Extract:
- - - -

ILLINOIS APPELLATE COURT — THIRD DISTRICT REVERSED AND REMANDED.


OPINION FILED NOVEMBER 2, 1978.

THE PEOPLE OF THE STATE OF ILLINOIS, PLAINTIFF-APPELLEE,

v.

MARVIN D. YOST, DEFENDANT-APPELLANT.

APPEAL from the Circuit Court of Tazewell County; the Hon. RICHARD E. EAGLETON, Judge, presiding.

MR. PRESIDING JUSTICE SCOTT DELIVERED THE OPINION OF THE COURT:

This is an appeal by the defendant Marvin Dale Yost from a conviction for the offense of murder after trial by jury in the circuit court of Tazewell County.

On December 9, 1976, the defendant was charged by indictment with three counts of murder and one count of voluntary manslaughter for the death of his wife. During his trial and specifically on February 7, 1977, the defendant testified in his own behalf. At that time the State over objection of the defendant was allowed to impeach his testimony by having the jury informed of a 10-year 11-month-old conviction which the defendant had received in the State of Michigan for the offense of felonious assault. For the Michigan conviction the defendant received a sentence of not less than two nor more than four years. The record is cloudy and unclear as to what portion if any of the Michigan sentence was served by the defendant. It was the position of the State that there existed a presumption that the defendant served at least the minimum term of two years and thence this prior conviction was admissible for purposes of impeachment. The record is clear that the trial judge permitted the introduction of evidence as to the defendant's prior Michigan conviction on the grounds that the probative value of the conviction outweighed its prejudicial effect.

- - - -

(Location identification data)
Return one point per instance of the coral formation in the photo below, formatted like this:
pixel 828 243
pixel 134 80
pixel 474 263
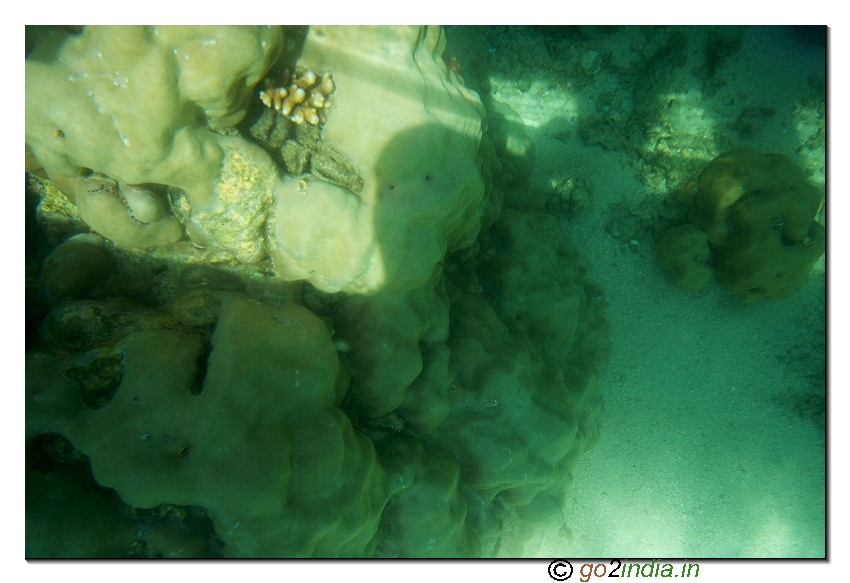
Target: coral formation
pixel 304 100
pixel 435 408
pixel 757 213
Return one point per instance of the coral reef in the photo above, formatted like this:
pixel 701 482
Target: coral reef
pixel 393 355
pixel 756 212
pixel 304 100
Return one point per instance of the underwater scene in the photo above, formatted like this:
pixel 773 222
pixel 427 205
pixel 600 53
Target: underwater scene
pixel 429 292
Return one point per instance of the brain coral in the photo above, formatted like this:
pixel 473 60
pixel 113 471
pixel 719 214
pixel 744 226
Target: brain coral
pixel 435 409
pixel 757 214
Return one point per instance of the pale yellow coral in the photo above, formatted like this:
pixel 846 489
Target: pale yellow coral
pixel 304 99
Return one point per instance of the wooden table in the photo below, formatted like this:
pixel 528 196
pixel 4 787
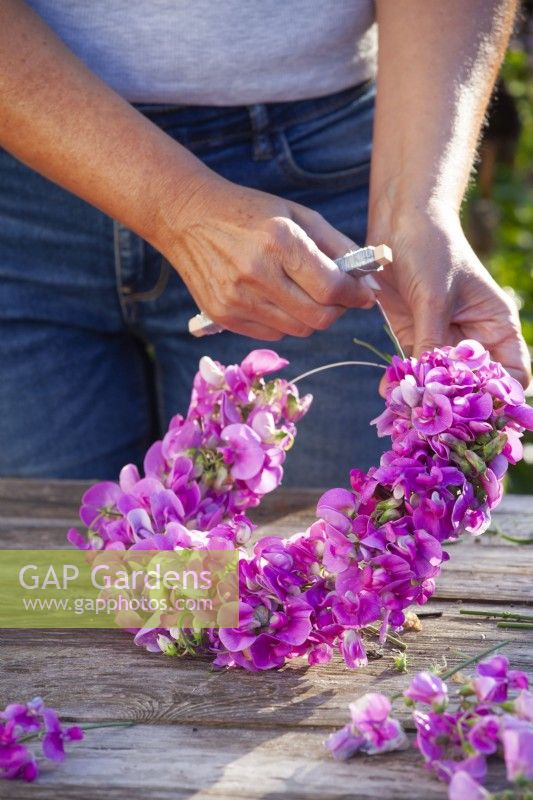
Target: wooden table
pixel 226 735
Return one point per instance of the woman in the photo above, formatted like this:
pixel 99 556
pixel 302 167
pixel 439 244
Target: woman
pixel 233 139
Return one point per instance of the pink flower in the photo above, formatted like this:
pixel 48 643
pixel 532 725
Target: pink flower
pixel 344 743
pixel 370 715
pixel 247 455
pixel 352 649
pixel 434 415
pixel 523 705
pixel 261 362
pixel 464 787
pixel 517 740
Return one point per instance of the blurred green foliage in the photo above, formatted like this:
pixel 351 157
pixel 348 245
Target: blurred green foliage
pixel 510 258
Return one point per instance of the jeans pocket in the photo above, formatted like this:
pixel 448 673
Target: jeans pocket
pixel 330 150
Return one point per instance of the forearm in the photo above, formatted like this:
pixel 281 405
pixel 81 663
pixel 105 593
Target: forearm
pixel 437 66
pixel 61 120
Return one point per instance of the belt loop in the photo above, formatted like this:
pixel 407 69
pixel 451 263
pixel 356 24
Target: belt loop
pixel 262 147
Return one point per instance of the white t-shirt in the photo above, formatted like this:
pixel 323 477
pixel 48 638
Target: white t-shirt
pixel 219 52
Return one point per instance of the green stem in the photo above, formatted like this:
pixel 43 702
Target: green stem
pixel 516 539
pixel 522 625
pixel 385 356
pixel 474 659
pixel 337 364
pixel 390 333
pixel 90 727
pixel 467 663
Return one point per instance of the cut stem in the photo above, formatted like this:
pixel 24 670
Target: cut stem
pixel 390 333
pixel 503 615
pixel 528 625
pixel 385 356
pixel 337 364
pixel 475 659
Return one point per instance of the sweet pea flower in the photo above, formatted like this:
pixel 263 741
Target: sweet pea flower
pixel 16 762
pixel 523 705
pixel 484 736
pixel 494 679
pixel 434 415
pixel 352 649
pixel 343 744
pixel 55 736
pixel 245 454
pixel 371 716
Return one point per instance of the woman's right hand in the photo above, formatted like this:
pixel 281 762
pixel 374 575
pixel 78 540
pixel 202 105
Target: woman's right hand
pixel 256 264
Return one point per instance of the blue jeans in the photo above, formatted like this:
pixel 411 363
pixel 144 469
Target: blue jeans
pixel 93 363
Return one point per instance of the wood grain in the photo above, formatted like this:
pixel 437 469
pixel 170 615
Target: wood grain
pixel 206 734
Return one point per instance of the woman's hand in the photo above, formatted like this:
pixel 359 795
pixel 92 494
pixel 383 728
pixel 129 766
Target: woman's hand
pixel 437 291
pixel 256 264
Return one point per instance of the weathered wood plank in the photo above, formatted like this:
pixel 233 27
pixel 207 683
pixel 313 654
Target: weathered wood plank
pixel 233 734
pixel 102 675
pixel 473 573
pixel 181 761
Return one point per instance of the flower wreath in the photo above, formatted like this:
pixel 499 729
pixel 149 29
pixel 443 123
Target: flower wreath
pixel 455 418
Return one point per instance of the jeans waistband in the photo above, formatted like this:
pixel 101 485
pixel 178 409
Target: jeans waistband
pixel 202 123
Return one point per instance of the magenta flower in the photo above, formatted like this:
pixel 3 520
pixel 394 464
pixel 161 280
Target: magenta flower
pixel 484 736
pixel 247 455
pixel 523 705
pixel 261 362
pixel 517 740
pixel 55 736
pixel 343 744
pixel 352 649
pixel 464 787
pixel 494 680
pixel 16 762
pixel 22 722
pixel 371 716
pixel 434 415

- - - -

Objectives:
**A.** Write out the stretch of the Yost appeal opinion from "ILLINOIS APPELLATE COURT" through "EAGLETON, Judge, presiding.".
**B.** Carry the Yost appeal opinion forward from its last sentence.

The answers:
**A.**
ILLINOIS APPELLATE COURT — THIRD DISTRICT REVERSED AND REMANDED.


OPINION FILED NOVEMBER 2, 1978.

THE PEOPLE OF THE STATE OF ILLINOIS, PLAINTIFF-APPELLEE,

v.

MARVIN D. YOST, DEFENDANT-APPELLANT.

APPEAL from the Circuit Court of Tazewell County; the Hon. RICHARD E. EAGLETON, Judge, presiding.

**B.**
• 1 We find it unnecessary to consider all the issues raised by the defendant in this appeal for we are of the opinion that the defendant's right to an impartial jury trial was prejudiced by the improper admission of his nearly 11-year-old Michigan conviction for the commission of a felony.

We reach this conclusion because the trial court failed to follow the principles or guidelines pertaining to the admission into evidence of prior conviction as set forth in People v. Montgomery (1971), 47 Ill.2d 510, 268 N.E.2d 695. The principles set forth in Montgomery were derived from a proposed draft of a rule made by the Committee on Rules of Practice and Procedure of the Judicial Conference of the United States. The draft relied upon by our supreme court is set forth in full in Montgomery and reads as follows:

"Rule 609. Impeachment by Evidence of Conviction of Crime

(a) General Rule. For the purpose of attacking the credibility of a witness, evidence that he has been convicted of a crime, except on a plea of nolo contendere, is admissible but only if the crime, (1) was punishable by death or imprisonment in excess of one year under the law under which he was convicted, or (2) involved dishonesty or false statement regardless of the punishment unless (3), in either case, the judge determines that the probative value of the evidence of the crime is substantially outweighed by the danger of unfair prejudice.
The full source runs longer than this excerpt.